Consigne: Recopiez fidèlement toutes les lignes ci-dessous, sans reprendre les images dans votre réponse.

Documents fournis:

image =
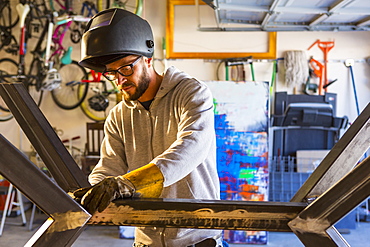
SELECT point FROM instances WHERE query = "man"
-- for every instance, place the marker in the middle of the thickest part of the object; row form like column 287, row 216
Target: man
column 162, row 132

Solution proposée:
image =
SELECT point FROM instances WHERE query = "man"
-- for every instance, place the marker in the middle of the thickest part of the object; row form like column 287, row 216
Target: man
column 162, row 132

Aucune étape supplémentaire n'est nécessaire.